■ AUFGABE 1: Nenne jede unterschiedliche Wortform im Text über das österreichische Gentechnikgesetz, die die Buchstabenfolge „gesetz“ enthält. Groß- und Kleinschreibung spielen dabei keine Rolle.
■ AUFGABE 2: Setze den Text über das österreichische Gentechnikgesetz nach seinem letzten Satz fort.

Das neue österreichische Gentechnikgesetz ist in Kraft. Mit ihm wird der Anbau gentechnisch veränderter Organismen (GVO) geregelt und somit unter bestimmten Bedingungen auch erlaubt. Während im Gesetzwerdungsprozess im vergangenen Jahr immer wieder heftig über die Inhalte des Gesetzes debattiert wurde, stellte nie jemand die Notwendigkeit des Gesetzes in Frage. Was auf den ersten Blick durchaus verwunderlich ist, schienen doch alle mit dem bis dahin geltenden Status quo des Gentechnik-Anbauverbotes zufrieden zu sein. Auf den zweiten Blick wird die Vorgangsweise etwas klarer: Österreich war laut EU-Recht verpflichtet, die im Jahr 2001 beschlossene EU-Freisetzungsrichtlinie umzusetzen, was hiermit geschah.

Dennoch wird am Nachgeben gegenüber der EU scharfe Kritik geübt: Für den Umweltanwalt des Landes Steiermark, Alois Oswald, handelt es sich in Bezug auf den Umweltschutz und die Gesundheitsvorsorge um ein "Scheingesetz". Aufgrund der vielen inzwischen bekannten Risiken könne er nicht verstehen, warum die verantwortlichen Gesetzgeber der Gentechnik in der Landwirtschaft grundsätzlich grünes Licht geben konnten. Gerade das Gentechnikgesetz widerspreche dem Bekenntnis der Republik zum umfassenden Umweltschutz, das bereits 1984 in den Verfassungsrang gehoben wurde und das in jedem Gesetz berücksichtigt werden müsste.

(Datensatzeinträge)
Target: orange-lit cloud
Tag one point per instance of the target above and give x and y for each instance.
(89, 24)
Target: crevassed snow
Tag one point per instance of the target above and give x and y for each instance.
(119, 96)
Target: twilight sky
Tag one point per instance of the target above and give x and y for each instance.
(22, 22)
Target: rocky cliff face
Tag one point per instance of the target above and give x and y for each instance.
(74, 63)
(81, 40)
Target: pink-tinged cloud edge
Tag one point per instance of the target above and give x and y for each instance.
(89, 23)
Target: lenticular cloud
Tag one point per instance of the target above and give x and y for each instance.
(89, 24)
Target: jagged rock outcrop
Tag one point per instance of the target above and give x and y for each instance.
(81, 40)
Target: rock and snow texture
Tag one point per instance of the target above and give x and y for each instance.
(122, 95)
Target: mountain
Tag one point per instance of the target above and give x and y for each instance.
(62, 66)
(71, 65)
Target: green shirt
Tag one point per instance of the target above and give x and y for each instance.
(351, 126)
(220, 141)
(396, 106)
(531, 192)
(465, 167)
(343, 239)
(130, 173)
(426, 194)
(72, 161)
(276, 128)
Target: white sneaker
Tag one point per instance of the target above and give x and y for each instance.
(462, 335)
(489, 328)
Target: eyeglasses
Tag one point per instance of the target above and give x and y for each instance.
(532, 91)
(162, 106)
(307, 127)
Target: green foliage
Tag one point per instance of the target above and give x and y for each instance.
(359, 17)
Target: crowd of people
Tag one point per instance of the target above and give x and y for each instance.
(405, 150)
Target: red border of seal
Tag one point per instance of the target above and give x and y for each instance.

■ ERGEBNIS 1:
- Gentechnikgesetz
- Gesetzwerdungsprozess
- Gesetzes
- Scheingesetz
- Gesetzgeber
- Gesetz

■ ERGEBNIS 2:
Einzelkämpfer OÖ

"Es geht doch um die Gesundheit sowie um den vorsorgenden Umwelt- und Naturschutz. Für dieses hohe Ziel sind alle legistischen Möglichkeiten bestmöglich im Interesse des höchsten Schutzgutes, das die Gesellschaft zu verteidigen hat, zu nutzen; auch ein gewisser Ungehorsam' gegenüber den europäischen Instanzen ist dafür in Kauf zu nehmen", meint der Umweltanwalt. Wenn es den Politikern mit der Gentechnikfreiheit wirklich ernst gewesen wäre, hätten sie seiner Meinung ganz anders agieren müssen: "Der Bund kann mit den Bundesländern eine 15a-Vereinbarung schließen - einen innerösterreichischen Staatsvertrag -, mit der eine einheitliche Vorgangsweise gegen die Freisetzung von GVO festgelegt wird. Doch das wurde nie in Erwägung gezogen", kritisiert Oswald. So hätte der Bund die Chance gehabt ähnlich entschlossen vorzugehen wie das Land Oberösterreich, um alle nur erdenklichen Möglichkeiten auszureizen.

Das Land Oberösterreich ist auch das bisher einzige Bundesland, das sich nicht mit "Schein-Gentechnikgesetzen" zufrieden gibt, sondern mit allen Mitteln für ein - auf vorläufig drei Jahre befristetes - Gentechnik-Verbotsgesetz für den Anbau kämpft. Nachdem dieses von der EU-Kommission aber nicht genehmigt wurde, hat das Land gegen diesen EU-Entscheid Nichtigkeitsklage beim Europäischen Gerichtshof (EuGH) eingelegt und fordert das Selbstbestimmungsrecht der Regionen ein. Und sollte der EuGH gegen Oberösterreich entscheiden, sei immer noch ein Umschwenken auf ein EUkonformes "Gentechnik-Vorsorgegesetz" möglich, wie Agrarlandesrat Josef Stockinger betont: Dann müsste man auf hohe Genehmigungshürden statt eines Verbotes setzen.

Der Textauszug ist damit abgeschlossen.